Supplied text →
*** Block opens ***
/qiseq_kcrbm

R code for Kernel Convolved Rule Based Mapping

Primary LanguageR

Introduction

R code for Kernel Convolved Rule Based Mapping (KC-RBM) as described by De Jong et al. KC-RBM exploits distance, orientation and insertion density across tumors to automatically map integration sites to target genes.

Getting started

  1. Make sure the packages biomaRt, BSgenome* of choice, and CIMPL v1.0 are installed.
  2. Execute the sample code in file 'prog.r' in directory 'r' to check if everything works.
  3. Adapt code to use your own input files and configurations.

Code documentation

Directories

  • data: sample MuLV and SB transposon data for use with the sample program
  • r: KC-RBM scripts, and sample script for running KC-RBM

Output

KC-RBM returns a data.frame with the following columns:

All fields in the original idata, and additional fields indicating for each insertion (or insertion cluster):

  • $transid: to which transcript ID(s) this insertion maps, including all possible transID with all possible mechanisms
  • $d2tss: distance to TSS
  • $d2tts: distance to TTS
  • $dfrac_trans: fractional distance w.r.t. transcript length, relative to TSS (only if insertion is within a transcript).
  • $d2css: distance to coding start
  • $d2cts: distance to coding end
  • $dfrac_cds: fractional distance w.r.t. coding region length, relative to coding start (only if insertion is within a coding region).
  • $ensid: to which gene ID(s) the transcript ID(s) belong
  • $d2gss: distance to gene start
  • $d2gts: distance to gene end
  • $dfrac_gene: fractional distance w.r.t. gene length, relative to gene start (only if insertion is within a gene).
*** Block closes ***
(Source data)
*** Block opens ***
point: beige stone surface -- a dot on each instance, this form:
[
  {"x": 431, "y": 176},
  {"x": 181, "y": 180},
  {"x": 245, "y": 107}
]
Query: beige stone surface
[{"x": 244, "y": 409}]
*** Block closes ***
Activity 1 → In the KC-RBM page, which file should you run to check that everything works?
Activity 2 → Reproduce the stretch of the KC-RBM page from "1. Make sure" through "if everything works.".
Activity 3 → Carry on writing the KC-RBM page from the point where it stops.

Response 1 → The sample code in the file 'prog.r' in the directory 'r'.

Response 2 →
1. Make sure the packages biomaRt, BSgenome* of choice, and CIMPL v1.0 are installed.
  2. Execute the sample code in file 'prog.r' in directory 'r' to check if everything works.

Response 3 →
  • $distance: the distance between the insertion and the TSS of the mapped transcripts(bp, not absolute value) (distance = insertion_locus - TSS)
  • $mechanism: by which mechanism the insertion is mapped to a transcript
    • us: upstream-sense (insertion is upstream of a target gene, in sense orientation relative to the gene)
    • ua: upstream-antisense
    • ds: downstream-sense
    • da: downstream-antisense
    • utr3_intron_s: 3'UTR-intron-sense (insertion is in a 3'UTR intron, in sense orientation relative to the gene)
    • utr3_intron_a: 3'UTR-intron-antisense
    • utr5_intron_s: 5'UTR-intron-sense
    • utr5_intron_a: 5'UTR-intron-antisense
    • utr3_exon_s: 3'UTR-exon-sense (insertion is in a 3'UTR exon, in sense orientation relative to the gene)
    • utr3_exon_a: 3'UTR-exon-antisense
    • utr5_exon_s: 5'UTR-exon-sense
    • utr5_exon_a: 5'UTR-exon-antisense
    • other_within_s: any other insertions, within genes and in sense orientation relative to the gene
    • other_within_a: any other insertions, within genes and in antisense orientation relative to the gene
  • $gene_mechanism: orientation/location relative to the target gene
    • us: upstream-sense (insertion is upstream of a target gene, in sense orientation relative to the gene)
    • ua: upstream-antisense
    • ds: downstream-sense
    • da: downstream-antisense
    • is: inside-sense (insertion within a gene, in sense orientation relative to the gene)
    • ia: inside-antisense
  • $id: numeric identifier of the insertion
  • $clusterpeak: location of the nearest KC peak
  • $clusterorientation: overall orientation of the cluster consisting of all insertions that have $clusterpeak as the nearest peak
  • $ids: $id's of all insertions in this cluster
  • $n_insertions: no. of insertions in this cluster

Reference

De Jong et al. Computational identification of insertional mutagenesis targets for cancer gene discovery. Nucleic Acids Res. 2011 Aug;39(15):e105. doi: 10.1093/nar/gkr447.